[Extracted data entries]
#####

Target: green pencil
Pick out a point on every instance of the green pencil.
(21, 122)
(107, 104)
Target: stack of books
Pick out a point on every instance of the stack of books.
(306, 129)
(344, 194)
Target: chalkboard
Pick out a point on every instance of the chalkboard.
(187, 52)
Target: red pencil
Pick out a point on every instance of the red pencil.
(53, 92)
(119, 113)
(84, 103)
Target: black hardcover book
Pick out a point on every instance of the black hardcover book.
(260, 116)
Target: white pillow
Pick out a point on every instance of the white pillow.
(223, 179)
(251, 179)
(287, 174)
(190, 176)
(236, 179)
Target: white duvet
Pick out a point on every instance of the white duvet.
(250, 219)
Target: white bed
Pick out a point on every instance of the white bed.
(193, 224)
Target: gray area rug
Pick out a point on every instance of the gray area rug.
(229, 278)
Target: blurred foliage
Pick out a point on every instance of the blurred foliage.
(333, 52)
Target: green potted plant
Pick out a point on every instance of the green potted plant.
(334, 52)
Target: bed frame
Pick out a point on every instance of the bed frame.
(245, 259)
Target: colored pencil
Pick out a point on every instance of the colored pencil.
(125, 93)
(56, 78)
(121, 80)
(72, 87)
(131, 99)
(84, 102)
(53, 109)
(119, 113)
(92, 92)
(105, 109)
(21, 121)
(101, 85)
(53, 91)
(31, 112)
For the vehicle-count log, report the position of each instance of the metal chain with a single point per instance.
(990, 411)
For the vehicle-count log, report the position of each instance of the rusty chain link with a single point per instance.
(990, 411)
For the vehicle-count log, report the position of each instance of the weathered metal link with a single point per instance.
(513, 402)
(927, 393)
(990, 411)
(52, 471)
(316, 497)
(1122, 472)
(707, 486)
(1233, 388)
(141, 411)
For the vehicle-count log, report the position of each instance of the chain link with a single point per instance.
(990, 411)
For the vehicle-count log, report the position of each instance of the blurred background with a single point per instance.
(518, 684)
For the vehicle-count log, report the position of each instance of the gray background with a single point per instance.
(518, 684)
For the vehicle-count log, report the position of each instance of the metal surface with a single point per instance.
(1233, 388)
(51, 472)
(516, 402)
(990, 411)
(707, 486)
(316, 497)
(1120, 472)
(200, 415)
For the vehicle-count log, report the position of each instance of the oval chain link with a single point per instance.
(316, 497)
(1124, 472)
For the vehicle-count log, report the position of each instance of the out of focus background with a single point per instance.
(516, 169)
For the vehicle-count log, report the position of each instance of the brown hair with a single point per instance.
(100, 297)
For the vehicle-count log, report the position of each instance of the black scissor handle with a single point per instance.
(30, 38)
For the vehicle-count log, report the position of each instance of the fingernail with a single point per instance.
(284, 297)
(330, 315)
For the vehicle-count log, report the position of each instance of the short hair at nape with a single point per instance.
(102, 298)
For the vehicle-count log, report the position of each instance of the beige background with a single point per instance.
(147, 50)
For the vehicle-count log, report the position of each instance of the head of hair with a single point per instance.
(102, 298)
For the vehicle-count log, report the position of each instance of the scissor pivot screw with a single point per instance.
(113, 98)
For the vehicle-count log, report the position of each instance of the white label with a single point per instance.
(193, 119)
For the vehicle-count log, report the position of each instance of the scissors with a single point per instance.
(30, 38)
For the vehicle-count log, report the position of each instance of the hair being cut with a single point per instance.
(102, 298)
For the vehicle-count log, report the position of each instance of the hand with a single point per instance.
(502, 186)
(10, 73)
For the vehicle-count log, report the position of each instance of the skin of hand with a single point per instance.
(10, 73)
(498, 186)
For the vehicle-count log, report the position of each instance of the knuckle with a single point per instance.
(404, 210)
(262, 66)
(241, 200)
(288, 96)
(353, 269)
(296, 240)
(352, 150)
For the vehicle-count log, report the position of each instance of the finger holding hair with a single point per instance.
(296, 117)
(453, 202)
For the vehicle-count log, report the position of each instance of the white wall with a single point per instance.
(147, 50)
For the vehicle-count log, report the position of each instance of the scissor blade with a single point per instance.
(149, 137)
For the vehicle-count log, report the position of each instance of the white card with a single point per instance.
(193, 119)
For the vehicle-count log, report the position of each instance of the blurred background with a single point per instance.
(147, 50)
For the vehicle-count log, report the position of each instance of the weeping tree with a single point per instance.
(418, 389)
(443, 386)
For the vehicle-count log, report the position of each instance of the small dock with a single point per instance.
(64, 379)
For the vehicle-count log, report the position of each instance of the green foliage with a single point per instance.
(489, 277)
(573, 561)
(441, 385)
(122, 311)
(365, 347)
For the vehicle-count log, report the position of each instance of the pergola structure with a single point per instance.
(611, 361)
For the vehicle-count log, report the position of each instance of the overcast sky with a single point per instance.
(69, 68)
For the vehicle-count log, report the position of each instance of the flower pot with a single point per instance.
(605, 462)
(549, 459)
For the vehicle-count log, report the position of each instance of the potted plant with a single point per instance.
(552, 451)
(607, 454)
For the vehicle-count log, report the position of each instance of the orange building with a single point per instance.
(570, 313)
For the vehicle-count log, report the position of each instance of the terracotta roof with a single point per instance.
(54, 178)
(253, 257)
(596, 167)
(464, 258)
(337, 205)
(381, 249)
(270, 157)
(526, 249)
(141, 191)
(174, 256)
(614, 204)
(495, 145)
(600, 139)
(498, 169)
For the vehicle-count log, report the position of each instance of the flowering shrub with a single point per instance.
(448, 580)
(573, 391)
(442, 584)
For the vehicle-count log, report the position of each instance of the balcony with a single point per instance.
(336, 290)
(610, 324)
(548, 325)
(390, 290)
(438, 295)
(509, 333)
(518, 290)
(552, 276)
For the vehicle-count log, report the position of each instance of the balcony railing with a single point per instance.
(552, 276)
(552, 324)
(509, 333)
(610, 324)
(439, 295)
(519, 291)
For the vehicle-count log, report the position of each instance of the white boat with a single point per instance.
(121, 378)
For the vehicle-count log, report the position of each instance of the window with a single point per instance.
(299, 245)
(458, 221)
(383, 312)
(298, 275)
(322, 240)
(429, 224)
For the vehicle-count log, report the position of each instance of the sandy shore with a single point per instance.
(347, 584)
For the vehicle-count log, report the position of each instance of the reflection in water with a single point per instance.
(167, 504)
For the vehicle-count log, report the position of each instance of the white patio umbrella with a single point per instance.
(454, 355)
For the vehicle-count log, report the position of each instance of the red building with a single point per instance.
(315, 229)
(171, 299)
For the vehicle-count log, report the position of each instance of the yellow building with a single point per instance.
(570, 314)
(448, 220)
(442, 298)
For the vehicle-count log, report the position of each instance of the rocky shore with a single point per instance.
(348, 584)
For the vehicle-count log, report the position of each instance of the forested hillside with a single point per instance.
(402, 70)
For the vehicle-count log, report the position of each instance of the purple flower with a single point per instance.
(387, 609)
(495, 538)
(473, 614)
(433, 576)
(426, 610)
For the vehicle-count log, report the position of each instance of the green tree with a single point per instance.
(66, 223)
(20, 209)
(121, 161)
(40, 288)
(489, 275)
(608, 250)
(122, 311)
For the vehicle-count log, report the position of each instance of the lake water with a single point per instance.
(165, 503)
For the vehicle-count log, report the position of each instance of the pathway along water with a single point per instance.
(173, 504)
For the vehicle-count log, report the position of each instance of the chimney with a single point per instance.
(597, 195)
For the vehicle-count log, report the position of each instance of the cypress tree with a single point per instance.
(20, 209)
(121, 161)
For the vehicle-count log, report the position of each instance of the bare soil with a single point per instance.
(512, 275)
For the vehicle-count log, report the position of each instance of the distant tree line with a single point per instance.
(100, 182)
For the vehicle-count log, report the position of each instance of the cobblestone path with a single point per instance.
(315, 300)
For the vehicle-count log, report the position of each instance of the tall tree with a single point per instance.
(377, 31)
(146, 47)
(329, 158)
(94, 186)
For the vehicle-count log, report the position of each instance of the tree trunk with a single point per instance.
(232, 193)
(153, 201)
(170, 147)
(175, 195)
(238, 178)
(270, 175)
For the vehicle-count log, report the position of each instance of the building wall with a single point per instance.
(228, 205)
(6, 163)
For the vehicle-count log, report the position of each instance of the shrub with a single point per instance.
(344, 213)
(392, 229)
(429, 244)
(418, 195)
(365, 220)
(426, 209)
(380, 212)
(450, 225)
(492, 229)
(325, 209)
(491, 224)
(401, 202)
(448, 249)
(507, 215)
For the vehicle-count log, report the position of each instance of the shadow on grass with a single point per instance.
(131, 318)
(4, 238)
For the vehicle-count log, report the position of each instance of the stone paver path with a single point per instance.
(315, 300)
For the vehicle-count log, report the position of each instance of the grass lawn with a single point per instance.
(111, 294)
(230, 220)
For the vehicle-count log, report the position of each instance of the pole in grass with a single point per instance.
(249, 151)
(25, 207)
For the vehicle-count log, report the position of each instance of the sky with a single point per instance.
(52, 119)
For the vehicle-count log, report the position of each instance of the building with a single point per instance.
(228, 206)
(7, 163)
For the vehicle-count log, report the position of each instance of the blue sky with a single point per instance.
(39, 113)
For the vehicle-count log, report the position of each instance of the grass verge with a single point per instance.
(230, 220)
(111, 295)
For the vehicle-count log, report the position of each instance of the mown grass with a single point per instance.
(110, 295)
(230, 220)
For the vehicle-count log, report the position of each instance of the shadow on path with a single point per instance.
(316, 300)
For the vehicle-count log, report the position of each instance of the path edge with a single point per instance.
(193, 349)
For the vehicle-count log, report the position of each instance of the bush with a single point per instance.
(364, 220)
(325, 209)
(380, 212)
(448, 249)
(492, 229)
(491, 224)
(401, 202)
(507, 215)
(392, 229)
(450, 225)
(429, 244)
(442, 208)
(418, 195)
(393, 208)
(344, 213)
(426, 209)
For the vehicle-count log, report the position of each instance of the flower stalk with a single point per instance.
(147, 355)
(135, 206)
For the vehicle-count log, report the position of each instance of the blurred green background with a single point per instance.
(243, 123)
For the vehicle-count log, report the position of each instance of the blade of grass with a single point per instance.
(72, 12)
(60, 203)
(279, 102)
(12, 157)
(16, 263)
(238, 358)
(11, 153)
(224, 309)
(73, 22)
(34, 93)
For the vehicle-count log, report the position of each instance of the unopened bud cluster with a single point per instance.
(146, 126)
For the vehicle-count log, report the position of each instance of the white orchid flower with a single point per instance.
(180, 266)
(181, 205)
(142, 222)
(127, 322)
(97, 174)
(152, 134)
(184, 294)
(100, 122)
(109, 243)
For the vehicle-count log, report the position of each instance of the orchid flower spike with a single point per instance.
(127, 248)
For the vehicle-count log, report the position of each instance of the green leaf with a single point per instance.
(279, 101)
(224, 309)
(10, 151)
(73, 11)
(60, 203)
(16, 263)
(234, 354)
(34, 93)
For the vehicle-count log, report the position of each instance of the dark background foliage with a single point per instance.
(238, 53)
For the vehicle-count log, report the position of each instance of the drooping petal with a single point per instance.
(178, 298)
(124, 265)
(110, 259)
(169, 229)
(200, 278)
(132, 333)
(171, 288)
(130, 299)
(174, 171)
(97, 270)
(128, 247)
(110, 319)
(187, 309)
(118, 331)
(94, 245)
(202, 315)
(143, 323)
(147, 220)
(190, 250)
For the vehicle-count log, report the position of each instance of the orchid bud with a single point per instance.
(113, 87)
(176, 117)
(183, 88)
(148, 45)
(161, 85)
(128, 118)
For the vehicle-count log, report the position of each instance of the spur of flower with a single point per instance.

#####

*Task description:* Please retype, with no changes, the lines that run from the first line of the entries to the line with "Target: red pencil", both ends included.

*Exercise result:*
Target: green pencil
Pick out a point on every instance of the green pencil.
(21, 122)
(107, 104)
Target: stack of books
Pick out a point on every instance of the stack of books.
(306, 129)
(344, 194)
Target: chalkboard
Pick out a point on every instance of the chalkboard.
(187, 52)
Target: red pencil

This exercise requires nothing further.